--- START OF RECORDS FOR THIS TASK ---
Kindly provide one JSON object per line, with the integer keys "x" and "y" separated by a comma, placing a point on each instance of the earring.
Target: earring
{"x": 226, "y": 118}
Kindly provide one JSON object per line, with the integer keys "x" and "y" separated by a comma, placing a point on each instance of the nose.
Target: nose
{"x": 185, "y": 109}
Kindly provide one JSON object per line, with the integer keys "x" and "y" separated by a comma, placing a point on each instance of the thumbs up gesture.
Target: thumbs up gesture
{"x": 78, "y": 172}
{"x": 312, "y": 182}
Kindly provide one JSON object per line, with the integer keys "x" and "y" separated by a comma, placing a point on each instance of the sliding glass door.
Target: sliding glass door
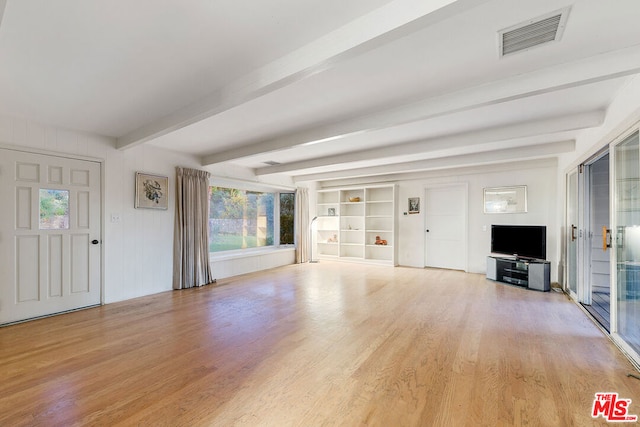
{"x": 626, "y": 321}
{"x": 572, "y": 234}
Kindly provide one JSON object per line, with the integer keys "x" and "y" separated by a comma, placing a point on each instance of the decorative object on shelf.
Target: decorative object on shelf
{"x": 152, "y": 191}
{"x": 505, "y": 199}
{"x": 414, "y": 205}
{"x": 380, "y": 241}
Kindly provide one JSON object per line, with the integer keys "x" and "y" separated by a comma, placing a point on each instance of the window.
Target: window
{"x": 243, "y": 219}
{"x": 287, "y": 209}
{"x": 54, "y": 209}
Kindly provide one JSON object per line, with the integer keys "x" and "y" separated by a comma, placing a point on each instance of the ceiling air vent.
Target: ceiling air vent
{"x": 535, "y": 32}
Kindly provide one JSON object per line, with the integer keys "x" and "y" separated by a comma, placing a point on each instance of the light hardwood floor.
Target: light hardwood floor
{"x": 327, "y": 344}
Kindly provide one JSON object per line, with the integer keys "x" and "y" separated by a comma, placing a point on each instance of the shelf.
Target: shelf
{"x": 358, "y": 223}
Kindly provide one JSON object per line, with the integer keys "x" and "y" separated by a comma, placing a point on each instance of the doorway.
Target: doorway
{"x": 50, "y": 235}
{"x": 446, "y": 227}
{"x": 597, "y": 292}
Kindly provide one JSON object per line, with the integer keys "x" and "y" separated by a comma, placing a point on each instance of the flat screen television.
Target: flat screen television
{"x": 521, "y": 241}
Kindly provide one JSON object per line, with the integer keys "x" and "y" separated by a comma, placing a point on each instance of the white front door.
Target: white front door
{"x": 446, "y": 227}
{"x": 50, "y": 244}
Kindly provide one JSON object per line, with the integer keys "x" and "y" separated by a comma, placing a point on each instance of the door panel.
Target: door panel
{"x": 627, "y": 241}
{"x": 446, "y": 216}
{"x": 49, "y": 217}
{"x": 573, "y": 234}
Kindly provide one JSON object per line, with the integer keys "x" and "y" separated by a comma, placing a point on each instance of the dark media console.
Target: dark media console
{"x": 530, "y": 274}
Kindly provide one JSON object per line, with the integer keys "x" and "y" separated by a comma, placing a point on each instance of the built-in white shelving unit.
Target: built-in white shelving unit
{"x": 357, "y": 224}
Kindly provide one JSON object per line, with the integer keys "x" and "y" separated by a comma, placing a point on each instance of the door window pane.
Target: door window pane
{"x": 54, "y": 209}
{"x": 628, "y": 240}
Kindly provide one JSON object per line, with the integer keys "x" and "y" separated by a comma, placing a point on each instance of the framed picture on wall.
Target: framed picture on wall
{"x": 505, "y": 199}
{"x": 152, "y": 191}
{"x": 414, "y": 205}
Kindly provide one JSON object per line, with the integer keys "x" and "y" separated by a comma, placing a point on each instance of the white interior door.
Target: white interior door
{"x": 50, "y": 244}
{"x": 446, "y": 227}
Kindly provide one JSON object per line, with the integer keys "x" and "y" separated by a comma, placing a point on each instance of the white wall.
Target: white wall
{"x": 138, "y": 251}
{"x": 539, "y": 177}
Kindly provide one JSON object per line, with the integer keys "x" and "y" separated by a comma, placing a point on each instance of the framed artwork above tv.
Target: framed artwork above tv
{"x": 505, "y": 199}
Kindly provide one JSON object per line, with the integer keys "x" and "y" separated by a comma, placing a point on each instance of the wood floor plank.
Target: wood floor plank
{"x": 315, "y": 345}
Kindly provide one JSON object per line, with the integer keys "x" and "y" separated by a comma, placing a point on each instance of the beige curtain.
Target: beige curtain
{"x": 191, "y": 233}
{"x": 302, "y": 225}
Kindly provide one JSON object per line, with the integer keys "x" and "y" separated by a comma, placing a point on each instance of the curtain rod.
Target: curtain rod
{"x": 249, "y": 182}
--- END OF RECORDS FOR THIS TASK ---
▶ [WRITTEN REQUEST]: Return exactly the lines from the one containing "wood floor plank." through the last line of the records above, both included, and nothing else.

▶ [ANSWER TO THIS TASK]:
Kindly provide one JSON object per line, with the integer keys "x" and "y" separated by a comma, placing a point on each instance of the wood floor plank.
Target: wood floor plank
{"x": 315, "y": 345}
Kindly provide one JSON object per line, with the integer keys "x" and "y" separated by a comma, placing a point on each instance of the beige curtain.
Target: beige curtain
{"x": 191, "y": 233}
{"x": 302, "y": 225}
Kindly provide one JSON object per line, with the integer keys "x" and "y" separated by a comma, placing a point on each instance of the curtain rod.
Target: curtain rod
{"x": 249, "y": 182}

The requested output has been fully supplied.